• _Material shown_:
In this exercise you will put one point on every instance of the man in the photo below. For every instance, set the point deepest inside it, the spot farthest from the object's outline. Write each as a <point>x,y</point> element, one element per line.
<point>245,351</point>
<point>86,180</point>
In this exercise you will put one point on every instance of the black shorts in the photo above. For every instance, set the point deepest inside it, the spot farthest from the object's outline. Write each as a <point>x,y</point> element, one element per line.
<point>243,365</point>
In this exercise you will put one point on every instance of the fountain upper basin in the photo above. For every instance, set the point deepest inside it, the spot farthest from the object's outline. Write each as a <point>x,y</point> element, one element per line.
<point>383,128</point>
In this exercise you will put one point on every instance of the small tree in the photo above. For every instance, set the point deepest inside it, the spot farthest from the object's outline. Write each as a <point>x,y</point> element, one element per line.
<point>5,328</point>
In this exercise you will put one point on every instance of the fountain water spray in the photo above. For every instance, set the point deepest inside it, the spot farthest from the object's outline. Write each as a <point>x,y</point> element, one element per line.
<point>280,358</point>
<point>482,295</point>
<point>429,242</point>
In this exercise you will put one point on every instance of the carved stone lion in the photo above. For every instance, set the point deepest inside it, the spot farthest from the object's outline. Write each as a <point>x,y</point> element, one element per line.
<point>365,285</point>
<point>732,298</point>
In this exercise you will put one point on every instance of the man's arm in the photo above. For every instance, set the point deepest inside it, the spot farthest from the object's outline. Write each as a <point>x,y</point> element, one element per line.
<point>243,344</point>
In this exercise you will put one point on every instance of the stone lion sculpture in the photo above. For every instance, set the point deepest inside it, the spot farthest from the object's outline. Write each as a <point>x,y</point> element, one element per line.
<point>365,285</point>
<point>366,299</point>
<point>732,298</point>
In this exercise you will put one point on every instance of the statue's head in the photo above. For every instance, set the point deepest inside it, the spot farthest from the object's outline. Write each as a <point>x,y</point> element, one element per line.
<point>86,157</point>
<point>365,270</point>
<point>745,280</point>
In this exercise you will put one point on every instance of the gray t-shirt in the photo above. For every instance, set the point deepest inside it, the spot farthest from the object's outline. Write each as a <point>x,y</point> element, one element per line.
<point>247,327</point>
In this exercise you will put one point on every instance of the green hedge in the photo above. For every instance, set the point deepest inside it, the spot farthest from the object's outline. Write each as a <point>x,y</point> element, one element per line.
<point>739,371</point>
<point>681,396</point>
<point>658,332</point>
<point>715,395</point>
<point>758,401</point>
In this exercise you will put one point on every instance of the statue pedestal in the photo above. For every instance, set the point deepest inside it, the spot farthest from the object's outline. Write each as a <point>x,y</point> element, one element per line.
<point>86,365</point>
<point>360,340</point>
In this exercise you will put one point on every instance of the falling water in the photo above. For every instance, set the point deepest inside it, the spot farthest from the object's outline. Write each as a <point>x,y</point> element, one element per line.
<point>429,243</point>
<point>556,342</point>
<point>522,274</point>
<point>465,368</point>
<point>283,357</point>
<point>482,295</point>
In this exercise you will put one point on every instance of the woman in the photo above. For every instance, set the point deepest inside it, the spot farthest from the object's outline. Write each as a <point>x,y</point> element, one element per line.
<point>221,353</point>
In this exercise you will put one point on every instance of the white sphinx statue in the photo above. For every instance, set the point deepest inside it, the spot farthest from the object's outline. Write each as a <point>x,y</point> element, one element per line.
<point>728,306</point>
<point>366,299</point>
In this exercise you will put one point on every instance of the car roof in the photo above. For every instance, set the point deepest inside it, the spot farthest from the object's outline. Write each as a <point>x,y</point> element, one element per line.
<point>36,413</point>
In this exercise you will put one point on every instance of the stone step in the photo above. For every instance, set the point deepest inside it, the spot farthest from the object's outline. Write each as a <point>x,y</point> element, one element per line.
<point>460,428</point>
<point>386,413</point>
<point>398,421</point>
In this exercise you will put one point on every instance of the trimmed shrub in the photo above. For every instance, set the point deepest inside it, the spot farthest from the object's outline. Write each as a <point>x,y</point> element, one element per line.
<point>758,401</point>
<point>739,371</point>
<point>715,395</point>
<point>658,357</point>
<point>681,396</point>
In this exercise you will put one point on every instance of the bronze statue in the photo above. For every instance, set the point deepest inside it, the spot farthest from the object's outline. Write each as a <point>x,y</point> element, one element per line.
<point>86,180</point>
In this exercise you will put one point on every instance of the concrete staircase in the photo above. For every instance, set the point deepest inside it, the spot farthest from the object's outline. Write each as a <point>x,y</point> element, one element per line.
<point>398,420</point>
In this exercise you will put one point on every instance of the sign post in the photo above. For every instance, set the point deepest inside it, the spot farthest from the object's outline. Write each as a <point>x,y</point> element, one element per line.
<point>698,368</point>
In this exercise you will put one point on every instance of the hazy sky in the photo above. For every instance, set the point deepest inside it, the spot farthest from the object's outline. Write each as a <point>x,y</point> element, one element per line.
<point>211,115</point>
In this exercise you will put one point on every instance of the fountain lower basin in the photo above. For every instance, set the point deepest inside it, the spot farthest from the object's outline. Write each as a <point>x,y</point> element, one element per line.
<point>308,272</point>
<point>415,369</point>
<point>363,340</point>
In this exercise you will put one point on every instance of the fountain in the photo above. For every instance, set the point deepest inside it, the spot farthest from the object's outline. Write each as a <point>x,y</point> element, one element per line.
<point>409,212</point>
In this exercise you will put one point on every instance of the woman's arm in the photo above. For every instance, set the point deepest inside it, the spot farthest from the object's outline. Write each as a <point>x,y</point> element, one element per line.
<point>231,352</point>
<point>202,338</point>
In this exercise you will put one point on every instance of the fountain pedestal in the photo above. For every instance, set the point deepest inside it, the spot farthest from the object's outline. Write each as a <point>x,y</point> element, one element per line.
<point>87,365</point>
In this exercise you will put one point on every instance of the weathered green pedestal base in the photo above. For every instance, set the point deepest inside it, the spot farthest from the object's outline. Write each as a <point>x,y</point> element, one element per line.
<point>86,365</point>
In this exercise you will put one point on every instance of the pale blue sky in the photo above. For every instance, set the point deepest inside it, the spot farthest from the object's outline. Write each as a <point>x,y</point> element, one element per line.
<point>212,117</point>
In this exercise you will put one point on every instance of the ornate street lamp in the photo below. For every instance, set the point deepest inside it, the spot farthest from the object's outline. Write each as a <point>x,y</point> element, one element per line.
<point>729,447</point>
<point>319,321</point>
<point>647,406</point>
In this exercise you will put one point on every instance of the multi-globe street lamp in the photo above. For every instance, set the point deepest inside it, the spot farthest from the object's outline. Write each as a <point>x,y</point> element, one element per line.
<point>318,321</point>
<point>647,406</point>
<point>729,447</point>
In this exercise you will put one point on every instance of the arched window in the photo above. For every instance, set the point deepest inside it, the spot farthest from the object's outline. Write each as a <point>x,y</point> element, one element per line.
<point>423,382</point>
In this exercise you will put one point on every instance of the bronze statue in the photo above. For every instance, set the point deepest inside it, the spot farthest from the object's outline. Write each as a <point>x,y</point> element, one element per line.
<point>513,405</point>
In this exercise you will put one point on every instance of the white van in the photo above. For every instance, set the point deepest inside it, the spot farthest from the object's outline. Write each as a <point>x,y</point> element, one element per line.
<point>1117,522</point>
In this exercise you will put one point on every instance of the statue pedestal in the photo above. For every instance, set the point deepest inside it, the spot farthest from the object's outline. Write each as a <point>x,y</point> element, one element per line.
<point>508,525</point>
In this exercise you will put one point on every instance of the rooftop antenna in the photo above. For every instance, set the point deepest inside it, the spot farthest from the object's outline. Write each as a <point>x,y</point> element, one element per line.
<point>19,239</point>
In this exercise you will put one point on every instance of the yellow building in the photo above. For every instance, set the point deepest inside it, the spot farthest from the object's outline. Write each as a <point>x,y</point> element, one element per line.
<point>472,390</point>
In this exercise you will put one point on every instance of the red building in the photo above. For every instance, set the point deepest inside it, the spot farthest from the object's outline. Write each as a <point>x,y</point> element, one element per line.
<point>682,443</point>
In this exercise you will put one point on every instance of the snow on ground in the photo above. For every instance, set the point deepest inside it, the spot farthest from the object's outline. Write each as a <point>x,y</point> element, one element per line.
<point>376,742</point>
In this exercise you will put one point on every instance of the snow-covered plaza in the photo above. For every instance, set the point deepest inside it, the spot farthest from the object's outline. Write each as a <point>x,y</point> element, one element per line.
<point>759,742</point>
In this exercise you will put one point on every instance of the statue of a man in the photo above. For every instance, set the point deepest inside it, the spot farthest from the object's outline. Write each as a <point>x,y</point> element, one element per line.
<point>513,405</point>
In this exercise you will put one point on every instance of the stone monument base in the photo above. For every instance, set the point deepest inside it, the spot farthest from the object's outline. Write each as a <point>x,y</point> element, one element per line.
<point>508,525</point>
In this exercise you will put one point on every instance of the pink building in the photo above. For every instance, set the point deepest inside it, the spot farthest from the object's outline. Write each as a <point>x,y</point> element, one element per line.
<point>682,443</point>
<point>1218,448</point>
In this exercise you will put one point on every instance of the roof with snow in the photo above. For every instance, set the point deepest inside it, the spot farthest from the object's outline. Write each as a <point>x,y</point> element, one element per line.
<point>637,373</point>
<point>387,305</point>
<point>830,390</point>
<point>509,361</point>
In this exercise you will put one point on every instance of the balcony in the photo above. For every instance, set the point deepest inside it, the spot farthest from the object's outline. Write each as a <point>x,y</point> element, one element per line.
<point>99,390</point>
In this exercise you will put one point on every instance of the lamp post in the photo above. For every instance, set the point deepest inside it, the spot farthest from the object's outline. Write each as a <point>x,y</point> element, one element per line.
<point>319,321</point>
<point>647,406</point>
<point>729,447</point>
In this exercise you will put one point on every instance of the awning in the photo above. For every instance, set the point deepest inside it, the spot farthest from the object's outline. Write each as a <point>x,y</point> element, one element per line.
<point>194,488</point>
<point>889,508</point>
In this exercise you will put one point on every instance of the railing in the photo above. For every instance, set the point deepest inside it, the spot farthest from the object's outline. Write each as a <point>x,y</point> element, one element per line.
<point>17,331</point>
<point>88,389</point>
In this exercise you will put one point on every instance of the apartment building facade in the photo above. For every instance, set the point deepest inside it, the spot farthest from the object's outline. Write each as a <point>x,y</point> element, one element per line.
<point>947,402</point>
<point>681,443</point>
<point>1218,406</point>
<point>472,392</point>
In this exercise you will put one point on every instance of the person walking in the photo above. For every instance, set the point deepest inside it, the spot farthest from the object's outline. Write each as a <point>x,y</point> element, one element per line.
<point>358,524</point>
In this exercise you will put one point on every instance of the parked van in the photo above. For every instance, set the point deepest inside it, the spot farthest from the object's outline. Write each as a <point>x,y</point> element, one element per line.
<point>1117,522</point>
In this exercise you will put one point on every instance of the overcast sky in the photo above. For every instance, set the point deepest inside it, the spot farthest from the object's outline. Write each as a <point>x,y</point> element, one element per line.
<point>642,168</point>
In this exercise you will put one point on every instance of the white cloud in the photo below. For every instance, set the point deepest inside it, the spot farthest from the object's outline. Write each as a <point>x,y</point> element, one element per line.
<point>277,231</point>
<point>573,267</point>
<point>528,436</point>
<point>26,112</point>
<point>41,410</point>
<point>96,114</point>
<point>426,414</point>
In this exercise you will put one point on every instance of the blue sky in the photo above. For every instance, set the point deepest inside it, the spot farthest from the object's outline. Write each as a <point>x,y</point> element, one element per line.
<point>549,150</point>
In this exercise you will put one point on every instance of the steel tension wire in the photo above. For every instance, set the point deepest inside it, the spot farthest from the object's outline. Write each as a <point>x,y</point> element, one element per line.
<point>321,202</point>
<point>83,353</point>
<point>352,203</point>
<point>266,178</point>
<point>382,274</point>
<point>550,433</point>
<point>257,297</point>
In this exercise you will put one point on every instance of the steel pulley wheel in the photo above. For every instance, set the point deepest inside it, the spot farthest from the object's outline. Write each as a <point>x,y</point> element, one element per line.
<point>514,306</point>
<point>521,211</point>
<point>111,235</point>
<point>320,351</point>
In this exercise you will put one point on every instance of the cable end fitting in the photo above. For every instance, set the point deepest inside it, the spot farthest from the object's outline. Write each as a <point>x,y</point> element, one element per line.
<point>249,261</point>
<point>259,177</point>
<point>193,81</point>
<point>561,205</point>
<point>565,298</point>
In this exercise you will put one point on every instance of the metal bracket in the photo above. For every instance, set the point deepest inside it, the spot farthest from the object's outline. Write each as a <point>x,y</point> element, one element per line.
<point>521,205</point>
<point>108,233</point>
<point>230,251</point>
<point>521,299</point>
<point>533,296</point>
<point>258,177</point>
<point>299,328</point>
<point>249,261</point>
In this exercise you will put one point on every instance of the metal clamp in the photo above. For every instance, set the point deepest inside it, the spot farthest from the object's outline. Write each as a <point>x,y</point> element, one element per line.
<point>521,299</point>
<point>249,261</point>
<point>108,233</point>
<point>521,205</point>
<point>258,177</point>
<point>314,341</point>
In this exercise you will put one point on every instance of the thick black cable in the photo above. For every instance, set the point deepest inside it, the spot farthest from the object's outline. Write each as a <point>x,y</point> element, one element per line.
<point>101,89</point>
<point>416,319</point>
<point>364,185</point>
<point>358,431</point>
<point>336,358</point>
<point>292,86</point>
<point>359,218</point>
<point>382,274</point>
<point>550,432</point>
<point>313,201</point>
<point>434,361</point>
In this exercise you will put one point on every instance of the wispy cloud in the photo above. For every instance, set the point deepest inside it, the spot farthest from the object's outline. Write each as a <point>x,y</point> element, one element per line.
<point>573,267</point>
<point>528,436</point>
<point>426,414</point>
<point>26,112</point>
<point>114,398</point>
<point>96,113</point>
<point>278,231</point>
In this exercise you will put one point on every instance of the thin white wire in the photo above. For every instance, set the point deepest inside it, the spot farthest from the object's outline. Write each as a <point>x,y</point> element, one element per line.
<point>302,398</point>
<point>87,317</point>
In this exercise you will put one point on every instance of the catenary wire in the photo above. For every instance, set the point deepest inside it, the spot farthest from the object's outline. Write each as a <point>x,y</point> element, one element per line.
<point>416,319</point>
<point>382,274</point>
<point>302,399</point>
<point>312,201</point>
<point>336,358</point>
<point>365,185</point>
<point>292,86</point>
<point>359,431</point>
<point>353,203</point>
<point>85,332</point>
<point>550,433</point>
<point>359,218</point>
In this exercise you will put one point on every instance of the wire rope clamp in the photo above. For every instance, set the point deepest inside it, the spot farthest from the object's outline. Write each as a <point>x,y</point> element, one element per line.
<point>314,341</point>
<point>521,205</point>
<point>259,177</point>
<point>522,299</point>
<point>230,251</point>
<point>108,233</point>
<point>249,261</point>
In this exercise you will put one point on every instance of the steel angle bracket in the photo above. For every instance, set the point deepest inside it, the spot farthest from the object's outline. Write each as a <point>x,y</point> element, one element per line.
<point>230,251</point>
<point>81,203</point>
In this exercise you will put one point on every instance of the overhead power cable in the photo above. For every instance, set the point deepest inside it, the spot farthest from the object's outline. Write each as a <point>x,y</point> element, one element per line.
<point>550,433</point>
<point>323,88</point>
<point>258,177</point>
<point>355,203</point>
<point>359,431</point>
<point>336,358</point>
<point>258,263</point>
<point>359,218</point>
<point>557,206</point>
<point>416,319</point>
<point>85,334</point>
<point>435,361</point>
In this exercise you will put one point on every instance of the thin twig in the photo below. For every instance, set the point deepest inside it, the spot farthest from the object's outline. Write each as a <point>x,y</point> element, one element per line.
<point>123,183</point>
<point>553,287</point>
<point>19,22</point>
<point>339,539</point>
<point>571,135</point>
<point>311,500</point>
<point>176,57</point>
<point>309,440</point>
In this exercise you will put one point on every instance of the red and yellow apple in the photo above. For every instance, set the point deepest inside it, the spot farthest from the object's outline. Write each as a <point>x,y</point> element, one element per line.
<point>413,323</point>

• _What you will do_:
Rewrite the rows from the line containing "the woman in" up to and including the line containing "<point>221,353</point>", replacing "one element per line" with "one element on each line" and keeping everything else the same.

• _Answer to the problem_:
In this exercise you will put one point on every instance of the woman in the photo above. For every instance, set the point deepest inside it, the spot farthest from the object's outline. Write each as a <point>x,y</point> element, one element on each line.
<point>221,353</point>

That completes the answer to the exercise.